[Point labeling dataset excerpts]
—————
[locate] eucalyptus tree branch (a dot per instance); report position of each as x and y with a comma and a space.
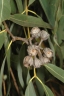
14, 80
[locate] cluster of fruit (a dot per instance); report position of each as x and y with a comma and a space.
37, 55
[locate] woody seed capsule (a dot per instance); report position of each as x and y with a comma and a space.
32, 51
28, 61
35, 32
44, 35
44, 60
37, 63
48, 52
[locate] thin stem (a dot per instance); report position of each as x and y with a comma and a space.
9, 45
3, 31
4, 88
31, 79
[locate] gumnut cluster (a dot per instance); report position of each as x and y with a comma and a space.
37, 56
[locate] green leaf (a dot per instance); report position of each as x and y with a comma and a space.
13, 6
55, 71
4, 10
6, 43
19, 5
49, 7
2, 39
48, 91
20, 77
29, 21
30, 91
1, 75
60, 31
30, 2
41, 75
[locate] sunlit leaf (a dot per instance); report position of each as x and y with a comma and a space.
2, 39
20, 77
4, 10
19, 5
1, 76
29, 21
49, 7
55, 71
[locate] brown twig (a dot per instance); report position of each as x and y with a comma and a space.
14, 80
14, 38
4, 88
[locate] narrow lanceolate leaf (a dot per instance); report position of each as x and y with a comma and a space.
48, 91
20, 77
55, 71
4, 10
30, 91
2, 39
1, 75
29, 21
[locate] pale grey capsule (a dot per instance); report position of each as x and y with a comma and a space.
35, 32
44, 35
37, 63
32, 50
44, 60
28, 61
48, 52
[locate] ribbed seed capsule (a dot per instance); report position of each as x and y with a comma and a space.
44, 35
37, 63
44, 60
28, 61
32, 51
35, 32
48, 52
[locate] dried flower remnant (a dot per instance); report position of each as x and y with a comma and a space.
44, 35
35, 32
44, 60
37, 63
32, 50
48, 52
28, 61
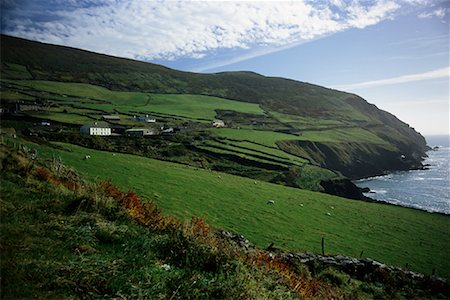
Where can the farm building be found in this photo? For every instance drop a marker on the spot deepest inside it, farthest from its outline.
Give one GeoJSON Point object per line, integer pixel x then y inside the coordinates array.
{"type": "Point", "coordinates": [111, 118]}
{"type": "Point", "coordinates": [145, 119]}
{"type": "Point", "coordinates": [140, 132]}
{"type": "Point", "coordinates": [218, 123]}
{"type": "Point", "coordinates": [95, 129]}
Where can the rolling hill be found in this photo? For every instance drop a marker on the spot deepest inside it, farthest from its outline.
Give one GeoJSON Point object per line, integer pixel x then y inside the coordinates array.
{"type": "Point", "coordinates": [286, 137]}
{"type": "Point", "coordinates": [288, 105]}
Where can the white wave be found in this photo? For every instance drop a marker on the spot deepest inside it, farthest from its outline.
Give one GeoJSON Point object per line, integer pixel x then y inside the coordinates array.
{"type": "Point", "coordinates": [379, 191]}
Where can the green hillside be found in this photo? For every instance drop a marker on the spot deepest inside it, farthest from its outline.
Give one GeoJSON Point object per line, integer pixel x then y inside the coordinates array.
{"type": "Point", "coordinates": [22, 59]}
{"type": "Point", "coordinates": [297, 221]}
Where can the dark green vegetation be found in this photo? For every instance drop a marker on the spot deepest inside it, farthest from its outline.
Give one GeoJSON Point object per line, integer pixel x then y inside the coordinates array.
{"type": "Point", "coordinates": [63, 238]}
{"type": "Point", "coordinates": [297, 221]}
{"type": "Point", "coordinates": [295, 108]}
{"type": "Point", "coordinates": [279, 133]}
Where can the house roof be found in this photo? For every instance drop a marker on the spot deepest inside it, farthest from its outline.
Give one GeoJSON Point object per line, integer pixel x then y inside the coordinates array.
{"type": "Point", "coordinates": [95, 126]}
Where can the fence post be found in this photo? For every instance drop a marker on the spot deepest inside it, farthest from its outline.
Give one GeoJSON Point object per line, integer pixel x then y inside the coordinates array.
{"type": "Point", "coordinates": [323, 246]}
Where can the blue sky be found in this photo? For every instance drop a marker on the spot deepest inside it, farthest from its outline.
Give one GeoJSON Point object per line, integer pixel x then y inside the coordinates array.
{"type": "Point", "coordinates": [394, 53]}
—————
▶ YOUR INSTRUCTIONS
Could you rewrite the records above with "a dot per instance" swapped for "one point per instance" everywhere, keeping everything else the same and leaving the pictures out?

▶ SOLUTION TO THE EXERCISE
[locate] eucalyptus tree branch (one point per instance); report position of each as x and y with a comma and a space.
14, 80
[locate] cluster of fruit (one point per instance); report position of each as x and y with a comma and a space.
37, 55
[locate] woody seed capsule (one point per instance); report position of each as x and y with a comma and a space.
32, 51
28, 61
35, 32
44, 35
44, 60
37, 63
48, 52
[locate] thin stem (one point per instance); report position of each as x and y with a comma and a space.
9, 45
3, 31
4, 88
31, 79
[locate] gumnut cluster (one point per instance); report position of each as x and y with a comma and a space.
37, 56
[locate] green leaf (one point per instance); report position of each as x and y with a comma and a space.
13, 6
55, 71
4, 10
6, 43
19, 5
49, 7
2, 39
48, 91
20, 77
29, 21
30, 91
1, 75
60, 31
30, 2
41, 75
[locate] sunlit leaf (one point per instance); report position of each as x and y with a comma and a space.
2, 39
20, 77
4, 10
19, 5
1, 76
29, 21
49, 7
55, 71
[locate] brown twig (one point per instance); report position of each as x and y with a comma and a space.
14, 80
14, 38
4, 88
[locate] narrow lanceolate leaf (one point per instance); report position of each as x and y with a comma and a space.
48, 91
20, 77
55, 71
4, 10
30, 91
2, 39
1, 75
29, 21
[locate] pale grey capsule (one point per instance); report position of each as x and y with a comma and a space.
35, 32
44, 35
37, 63
32, 50
44, 60
28, 61
48, 52
[locate] ribbed seed capsule (one point per instance); report position of each as x and y with a comma and a space.
44, 35
37, 63
44, 60
28, 61
32, 51
35, 32
48, 52
[locate] dried flower remnant (one point per instance); report position of each as x and y with a comma and a space.
44, 35
35, 32
44, 60
37, 63
32, 50
48, 52
28, 61
Where can the farm building be found in this photo? For every instance drop a marker on the spot deepest inside it, farthest from its outline.
Give one GeoJSON Point object per line, integer pixel x then y inside the coordinates array.
{"type": "Point", "coordinates": [111, 118]}
{"type": "Point", "coordinates": [145, 119]}
{"type": "Point", "coordinates": [140, 132]}
{"type": "Point", "coordinates": [218, 123]}
{"type": "Point", "coordinates": [95, 129]}
Where can the rolling hill be found in this photo? For every instance drop a marker on the spot deepest inside it, farthest from its outline.
Give one GeoJSON Point object per line, integer pixel x then y inside the coordinates array.
{"type": "Point", "coordinates": [286, 137]}
{"type": "Point", "coordinates": [288, 105]}
Where can the white wave be found in this photo? For every instance drop a marker on the spot deepest inside it, farthest from its outline.
Give one GeoJSON Point object per line, integer pixel x then y inside the coordinates array.
{"type": "Point", "coordinates": [379, 191]}
Where can the green hillside be found in this photo? For every instance drop a marker on the spot deepest inside it, farthest from its outline.
Give one GeoJSON Point object per line, integer pixel x then y inside the coordinates array.
{"type": "Point", "coordinates": [22, 59]}
{"type": "Point", "coordinates": [297, 221]}
Where can the dark green vegetation be found in this photo? For every instance drop a marker on the spot deepest inside it, farthest from its outline.
Give one GeoJSON Point object per line, integer pixel x then y inside the coordinates array.
{"type": "Point", "coordinates": [63, 238]}
{"type": "Point", "coordinates": [297, 221]}
{"type": "Point", "coordinates": [295, 108]}
{"type": "Point", "coordinates": [279, 133]}
Where can the house roof be found in this photo? For every instance drop a marker on the spot deepest inside it, farthest from its outline.
Give one GeoJSON Point object per line, integer pixel x then y inside the coordinates array.
{"type": "Point", "coordinates": [95, 126]}
Where can the fence post be found in this photo? For every instance drop a marker on the spot deepest inside it, farthest from its outline.
Give one GeoJSON Point object per line, integer pixel x then y inside the coordinates array.
{"type": "Point", "coordinates": [323, 246]}
Where can the blue sky be found in this photo? For every instance drop a marker on the spot deepest inside it, farthest from its outline.
Give one GeoJSON Point object per line, integer pixel x then y inside the coordinates array.
{"type": "Point", "coordinates": [394, 53]}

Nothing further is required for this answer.